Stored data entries
▼▼▼

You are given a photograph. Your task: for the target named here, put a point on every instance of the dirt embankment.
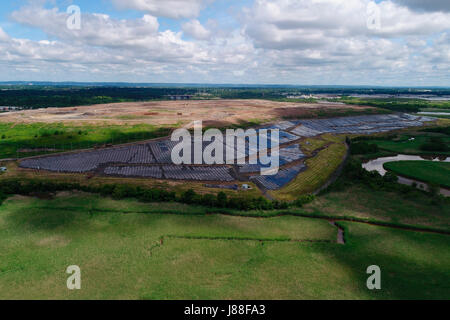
(213, 112)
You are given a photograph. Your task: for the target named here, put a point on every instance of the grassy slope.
(119, 256)
(319, 169)
(14, 137)
(427, 171)
(360, 201)
(408, 147)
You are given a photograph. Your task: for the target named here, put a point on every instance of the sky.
(299, 42)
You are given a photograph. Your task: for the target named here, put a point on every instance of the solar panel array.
(147, 172)
(158, 153)
(213, 173)
(277, 181)
(83, 161)
(287, 155)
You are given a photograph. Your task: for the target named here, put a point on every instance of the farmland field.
(406, 145)
(426, 171)
(119, 249)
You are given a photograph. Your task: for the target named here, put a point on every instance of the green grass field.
(426, 171)
(405, 146)
(118, 246)
(415, 208)
(20, 137)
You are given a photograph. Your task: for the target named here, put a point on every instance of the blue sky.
(407, 42)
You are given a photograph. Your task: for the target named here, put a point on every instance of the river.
(377, 165)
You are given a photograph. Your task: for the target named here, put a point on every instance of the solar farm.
(153, 159)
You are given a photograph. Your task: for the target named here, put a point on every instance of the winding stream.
(377, 165)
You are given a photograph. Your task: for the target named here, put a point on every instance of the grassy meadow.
(24, 140)
(127, 250)
(427, 171)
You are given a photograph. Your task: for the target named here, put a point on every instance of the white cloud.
(426, 5)
(277, 41)
(165, 8)
(195, 29)
(3, 35)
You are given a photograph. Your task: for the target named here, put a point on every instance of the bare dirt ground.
(171, 113)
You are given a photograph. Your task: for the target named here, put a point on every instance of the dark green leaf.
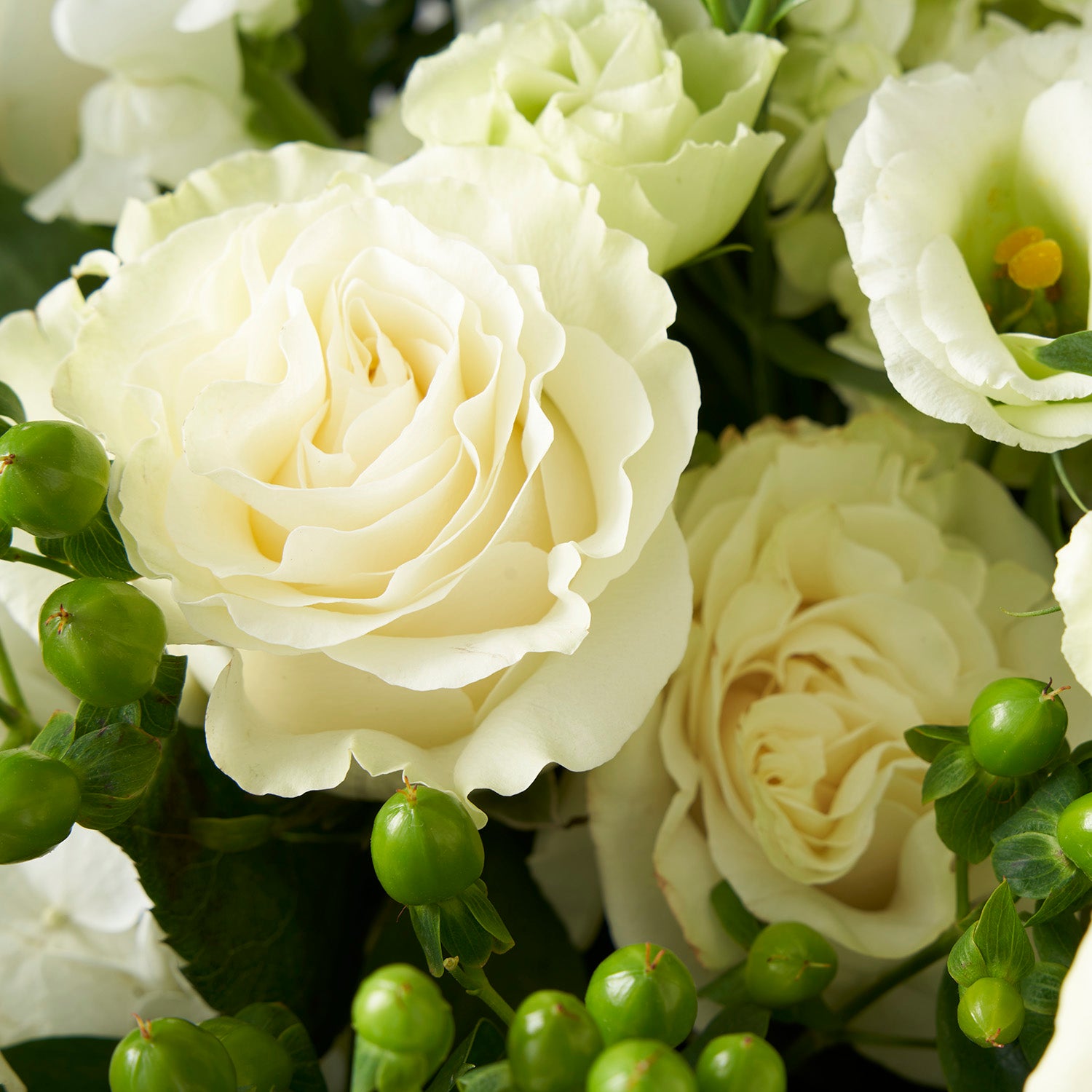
(967, 819)
(484, 1045)
(1063, 898)
(1032, 863)
(949, 771)
(738, 922)
(283, 1024)
(969, 1067)
(1067, 353)
(63, 1065)
(1002, 938)
(115, 766)
(965, 963)
(10, 405)
(1040, 989)
(283, 921)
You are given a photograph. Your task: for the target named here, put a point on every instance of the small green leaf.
(1067, 353)
(1002, 938)
(965, 963)
(738, 922)
(949, 772)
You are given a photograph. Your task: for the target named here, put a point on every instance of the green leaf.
(495, 1078)
(965, 963)
(1067, 353)
(967, 819)
(1032, 863)
(115, 767)
(10, 405)
(1063, 898)
(284, 921)
(34, 257)
(1002, 938)
(969, 1067)
(928, 740)
(484, 1045)
(284, 1026)
(738, 922)
(1041, 986)
(949, 772)
(63, 1065)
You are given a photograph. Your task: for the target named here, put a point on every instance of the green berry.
(640, 1065)
(991, 1013)
(172, 1055)
(103, 639)
(642, 992)
(39, 799)
(425, 847)
(1017, 725)
(401, 1009)
(552, 1043)
(1075, 832)
(52, 478)
(788, 963)
(261, 1063)
(740, 1063)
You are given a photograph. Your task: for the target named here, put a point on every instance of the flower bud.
(1017, 725)
(52, 478)
(642, 992)
(788, 963)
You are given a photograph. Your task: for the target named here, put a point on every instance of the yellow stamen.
(1011, 245)
(1037, 266)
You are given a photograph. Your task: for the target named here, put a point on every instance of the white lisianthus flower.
(80, 947)
(663, 131)
(405, 439)
(849, 585)
(962, 198)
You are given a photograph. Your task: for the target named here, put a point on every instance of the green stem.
(41, 563)
(476, 984)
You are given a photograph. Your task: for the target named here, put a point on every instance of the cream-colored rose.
(663, 131)
(849, 585)
(405, 439)
(948, 174)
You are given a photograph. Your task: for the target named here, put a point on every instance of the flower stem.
(41, 563)
(476, 984)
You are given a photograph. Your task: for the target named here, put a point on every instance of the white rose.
(80, 947)
(405, 439)
(847, 585)
(950, 176)
(663, 131)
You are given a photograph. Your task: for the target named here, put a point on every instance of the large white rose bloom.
(965, 201)
(593, 87)
(80, 947)
(849, 585)
(406, 440)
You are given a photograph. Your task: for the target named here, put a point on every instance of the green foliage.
(281, 921)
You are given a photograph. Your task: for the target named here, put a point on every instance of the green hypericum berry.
(642, 992)
(401, 1009)
(261, 1063)
(740, 1063)
(39, 799)
(1075, 832)
(1017, 725)
(991, 1013)
(788, 963)
(103, 639)
(425, 847)
(52, 478)
(552, 1043)
(172, 1055)
(640, 1065)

▲▲▲

Description of the task: The records above must be repeated exactly, minus their pictures.

Solution to the problem:
You are given a photograph. Your task: for the target named here, put a point on every instance of the dirt embankment.
(213, 112)
You are given a photograph. Your task: for the target named here, put a point on every instance of the grassy slope.
(119, 256)
(319, 169)
(14, 137)
(427, 171)
(360, 201)
(408, 147)
You are given a photograph. Your task: for the target named here, put a point on every instance of the sky.
(299, 42)
You are given a photograph. Your task: for the target named here, put a point on every instance of the solar panel array.
(147, 172)
(158, 153)
(213, 173)
(277, 181)
(83, 161)
(287, 155)
You are given a photograph. Your task: for the target named here, put a point on every instance of the farmland field.
(406, 145)
(426, 171)
(119, 249)
You are given a photograph. Your task: for the target named here, put a point on every instance of the green grass field.
(426, 171)
(405, 146)
(118, 246)
(415, 208)
(20, 137)
You are given a photograph. Your task: for the target named here, put a point on every instance of the blue sky.
(407, 42)
You are given a photograph. Your task: for the target named here, put a point on every instance of the river.
(377, 165)
You are given a photograph. Your task: for the target named here, put a point on every instance of the solar farm.
(153, 159)
You are given a photograph. Your task: for the target named here, put a point on every instance of the winding stream.
(377, 165)
You are given a photograph. Your task: for the target named here, put a point on every instance of the grassy meadow.
(24, 140)
(127, 250)
(427, 171)
You are given a photograph. Your task: for the target named here, put a point on every instance of the white cloud.
(426, 5)
(277, 41)
(165, 8)
(195, 29)
(3, 35)
You are given a photograph. Your task: for the target named here, put a point on every instance of the bare dirt ground.
(171, 113)
You are given a photograph. Your task: for the target named here, put a point on every instance of the dark green leaf.
(967, 819)
(484, 1045)
(1063, 898)
(1032, 863)
(949, 771)
(738, 922)
(283, 1024)
(969, 1067)
(1067, 353)
(63, 1065)
(1002, 938)
(115, 766)
(965, 963)
(10, 405)
(1040, 989)
(283, 921)
You are given a photograph. Your task: for the target named here, put a point on every instance of the small green leaf.
(1067, 353)
(1002, 938)
(965, 963)
(738, 922)
(949, 772)
You are given a photograph. Your task: for the target named here, put a point on every instance of the green leaf.
(495, 1078)
(965, 963)
(1067, 353)
(967, 819)
(1032, 863)
(115, 767)
(10, 405)
(1063, 898)
(284, 921)
(34, 257)
(1002, 938)
(969, 1067)
(928, 740)
(484, 1045)
(284, 1026)
(738, 922)
(1041, 986)
(949, 772)
(63, 1065)
You are given a photograph. Your task: for the target named here, put a point on every instance of the green berry.
(640, 1065)
(991, 1013)
(172, 1055)
(103, 639)
(642, 992)
(39, 799)
(425, 847)
(1017, 725)
(401, 1009)
(552, 1043)
(1075, 832)
(52, 478)
(788, 963)
(261, 1063)
(740, 1063)
You are given a photograph. Your task: for the target named here, put a point on every instance of the flower bud.
(1017, 725)
(52, 478)
(642, 992)
(788, 963)
You are given a photograph. Your task: for the target named here, put a point on every instance of the yellow stamen.
(1011, 245)
(1037, 266)
You are given a photograph. Your task: for the target named here, put a point on every instance of the white lisianthus flower.
(80, 947)
(663, 131)
(405, 439)
(849, 585)
(962, 198)
You are given a photograph. Your task: for the target named here, put a point on every instance of the green stem.
(41, 563)
(476, 984)
You are given a photograph. Your task: for the target named here, put a point on every instance of the cream-colored rose.
(663, 131)
(849, 585)
(405, 439)
(948, 174)
You are given a photograph. Your task: for the target named here, put a point on every instance of the flower stem.
(41, 563)
(476, 984)
You are given a photograph. Your task: for the target named here, put a point on every instance of the white rose.
(80, 947)
(405, 439)
(847, 585)
(950, 176)
(663, 131)
You are given a photograph. Your task: for the target named here, put a point on every instance of the large white rose bloom.
(965, 201)
(593, 87)
(80, 947)
(849, 585)
(406, 440)
You are given a photograph. Your task: for the target named here, put a point on every instance of the green foliage.
(281, 921)
You are given a photograph. Your task: for the target named here, put a point on every instance of the green hypericum berry.
(642, 992)
(401, 1009)
(261, 1063)
(740, 1063)
(39, 799)
(1075, 832)
(1017, 725)
(991, 1013)
(788, 963)
(103, 639)
(425, 847)
(52, 478)
(552, 1043)
(172, 1055)
(640, 1065)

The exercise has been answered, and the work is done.